== Your assignment ==
Your answer must be an exact copy of the data, without any pictures.

== Dataset extract ==
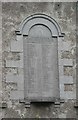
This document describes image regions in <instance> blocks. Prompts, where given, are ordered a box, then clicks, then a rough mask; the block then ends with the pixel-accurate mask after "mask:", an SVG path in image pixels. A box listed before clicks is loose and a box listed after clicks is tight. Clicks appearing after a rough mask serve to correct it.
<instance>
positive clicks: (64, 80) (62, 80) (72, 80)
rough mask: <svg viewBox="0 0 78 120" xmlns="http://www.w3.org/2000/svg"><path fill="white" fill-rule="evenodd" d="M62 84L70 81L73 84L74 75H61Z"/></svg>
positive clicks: (61, 82) (60, 77) (59, 77)
mask: <svg viewBox="0 0 78 120" xmlns="http://www.w3.org/2000/svg"><path fill="white" fill-rule="evenodd" d="M59 78H60V84H64V83H68V84H72V83H74V82H73V77H72V76H64V75H63V76H60V77H59Z"/></svg>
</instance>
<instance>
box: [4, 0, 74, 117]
mask: <svg viewBox="0 0 78 120" xmlns="http://www.w3.org/2000/svg"><path fill="white" fill-rule="evenodd" d="M34 13H44V14H47V15H49V16H51V17H52V18H54V19H55V20H56V21H57V23H58V24H59V26H60V27H61V31H62V32H63V33H65V36H64V39H62V43H63V49H62V46H61V45H60V47H61V52H60V58H61V62H62V61H63V62H64V61H65V62H64V63H65V65H64V66H63V68H62V69H60V72H61V70H62V71H63V72H64V77H63V78H62V79H61V80H62V81H61V83H63V85H61V87H60V88H61V91H62V90H64V93H61V94H63V96H65V99H64V101H65V102H61V104H60V105H58V104H51V103H44V104H43V103H35V104H31V107H30V108H25V105H24V104H23V103H19V100H17V99H15V100H13V99H11V96H12V98H13V97H14V98H15V97H16V98H17V96H19V97H21V95H22V94H21V92H20V94H19V93H18V92H17V90H18V89H19V86H18V84H17V82H16V81H17V80H18V81H21V79H22V77H21V75H22V74H23V68H22V67H21V66H22V65H21V63H22V62H21V61H20V60H21V57H22V53H21V52H18V51H17V52H13V51H12V49H11V48H14V47H13V43H14V42H16V40H17V39H18V38H17V37H16V34H15V30H17V29H18V26H19V24H20V23H21V21H22V20H23V19H24V18H26V17H28V16H29V15H31V14H34ZM60 44H61V43H60ZM18 47H19V46H18ZM16 48H17V47H16ZM18 49H20V50H22V48H20V47H19V48H18ZM2 51H3V56H2V57H3V58H2V59H3V63H2V65H3V80H2V88H3V97H2V100H3V106H4V107H6V103H7V107H6V108H5V109H3V111H2V113H3V117H5V118H8V117H11V118H17V117H21V118H25V117H26V118H49V117H50V118H75V117H76V109H75V108H74V103H75V101H76V70H75V69H76V3H72V2H71V3H66V2H65V3H61V2H56V3H55V2H54V3H49V2H47V3H43V2H41V3H40V2H39V3H35V2H32V3H23V2H20V3H15V2H12V3H9V2H6V3H5V2H4V3H2ZM69 61H70V62H69ZM14 65H15V66H14ZM19 65H20V68H19ZM11 66H12V67H11ZM14 76H15V77H14ZM67 78H68V79H67ZM66 81H67V82H66ZM13 91H15V92H16V96H15V92H13ZM11 93H12V94H11ZM13 93H14V96H13Z"/></svg>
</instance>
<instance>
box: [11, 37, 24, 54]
mask: <svg viewBox="0 0 78 120" xmlns="http://www.w3.org/2000/svg"><path fill="white" fill-rule="evenodd" d="M11 51H12V52H23V40H21V39H20V40H18V41H12V42H11Z"/></svg>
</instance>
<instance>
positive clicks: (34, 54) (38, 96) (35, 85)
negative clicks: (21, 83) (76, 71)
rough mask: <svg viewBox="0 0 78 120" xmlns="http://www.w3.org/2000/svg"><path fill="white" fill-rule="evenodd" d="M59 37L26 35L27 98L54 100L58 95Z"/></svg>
mask: <svg viewBox="0 0 78 120" xmlns="http://www.w3.org/2000/svg"><path fill="white" fill-rule="evenodd" d="M57 47H58V46H57V38H45V37H44V38H43V37H41V38H40V37H32V38H31V37H24V76H25V98H28V99H29V100H31V101H52V100H53V98H55V97H57V96H58V92H59V91H58V61H57V57H58V55H57Z"/></svg>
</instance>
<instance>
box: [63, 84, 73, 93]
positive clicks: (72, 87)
mask: <svg viewBox="0 0 78 120" xmlns="http://www.w3.org/2000/svg"><path fill="white" fill-rule="evenodd" d="M73 89H74V85H73V84H64V91H73Z"/></svg>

== Written answer ==
This document describes image regions in <instance> blocks. Prompts, where given, are ordered a box, then clicks, then a rough mask; the block then ends with the pixel-accurate mask after "mask:", an SVG path in image pixels. A box listed before clicks is loose and a box listed after clicks is tight. Clicks appearing after a rough mask serve to correct it.
<instance>
positive clicks: (64, 80) (62, 80) (72, 80)
rough mask: <svg viewBox="0 0 78 120" xmlns="http://www.w3.org/2000/svg"><path fill="white" fill-rule="evenodd" d="M62 84L70 81L73 84L74 75H61Z"/></svg>
positive clicks: (61, 82) (60, 77) (59, 77)
mask: <svg viewBox="0 0 78 120" xmlns="http://www.w3.org/2000/svg"><path fill="white" fill-rule="evenodd" d="M59 78H60V84H64V83H68V84H72V83H74V82H73V77H72V76H64V75H63V76H60V77H59Z"/></svg>
</instance>
<instance>
box: [4, 0, 74, 117]
mask: <svg viewBox="0 0 78 120" xmlns="http://www.w3.org/2000/svg"><path fill="white" fill-rule="evenodd" d="M34 13H44V14H47V15H49V16H51V17H52V18H54V19H55V20H56V21H57V23H58V24H59V26H60V27H61V31H62V32H63V33H65V36H64V39H62V43H63V49H62V46H61V45H60V47H61V52H60V58H61V62H62V61H63V62H64V61H65V62H64V63H65V65H64V66H63V68H62V69H60V72H61V70H62V71H63V72H64V77H63V78H62V79H61V80H62V81H61V83H63V85H61V87H60V88H61V91H62V90H64V93H61V94H63V96H65V99H64V101H65V102H61V104H60V105H58V104H51V103H44V104H43V103H35V104H31V107H30V108H25V105H24V104H23V103H19V100H17V99H15V100H13V99H11V96H12V98H13V97H14V98H15V97H16V98H17V96H19V97H21V95H22V94H21V92H20V94H19V93H18V92H17V90H18V89H19V86H18V84H17V82H16V81H17V80H18V81H21V79H22V77H21V75H22V74H23V68H22V67H21V66H22V65H21V63H22V62H21V61H20V60H21V57H22V53H21V52H18V51H17V52H13V51H12V49H11V48H14V47H13V43H14V42H16V40H17V39H18V38H17V37H16V34H15V30H17V29H18V26H19V24H20V23H21V21H22V20H23V19H24V18H26V17H28V16H29V15H31V14H34ZM60 44H61V43H60ZM18 47H19V46H18ZM16 48H17V47H16ZM18 49H20V50H22V48H20V47H19V48H18ZM2 51H3V56H2V57H3V58H2V59H3V63H2V65H3V80H2V88H3V97H2V100H3V106H4V107H6V103H7V107H6V108H5V109H3V111H2V113H3V117H5V118H8V117H11V118H17V117H21V118H25V117H26V118H49V117H50V118H75V117H76V109H75V108H74V103H75V101H76V70H75V69H76V3H72V2H71V3H66V2H65V3H61V2H56V3H55V2H54V3H49V2H47V3H43V2H41V3H40V2H39V3H35V2H32V3H23V2H20V3H15V2H12V3H9V2H6V3H5V2H4V3H2ZM69 61H70V62H69ZM14 65H15V66H14ZM19 65H20V68H19ZM11 66H12V67H11ZM14 76H15V77H14ZM67 78H68V79H67ZM66 81H67V82H66ZM13 91H15V92H16V96H15V92H13ZM11 93H12V94H11ZM13 93H14V96H13Z"/></svg>
</instance>
<instance>
box: [11, 37, 24, 54]
mask: <svg viewBox="0 0 78 120" xmlns="http://www.w3.org/2000/svg"><path fill="white" fill-rule="evenodd" d="M11 51H12V52H23V40H21V39H20V40H18V41H12V42H11Z"/></svg>
</instance>
<instance>
positive clicks: (34, 54) (38, 96) (35, 85)
negative clicks: (21, 83) (76, 71)
rough mask: <svg viewBox="0 0 78 120" xmlns="http://www.w3.org/2000/svg"><path fill="white" fill-rule="evenodd" d="M59 37L26 35L27 98L54 100L58 95Z"/></svg>
mask: <svg viewBox="0 0 78 120" xmlns="http://www.w3.org/2000/svg"><path fill="white" fill-rule="evenodd" d="M57 47H58V46H57V38H45V37H44V38H43V37H41V38H40V37H32V38H31V37H24V76H25V98H28V99H29V100H31V101H52V100H53V98H55V97H57V96H58V92H59V91H58V61H57V57H58V55H57Z"/></svg>
</instance>
<instance>
box: [63, 84, 73, 93]
positive clicks: (72, 87)
mask: <svg viewBox="0 0 78 120" xmlns="http://www.w3.org/2000/svg"><path fill="white" fill-rule="evenodd" d="M73 89H74V85H73V84H64V91H73Z"/></svg>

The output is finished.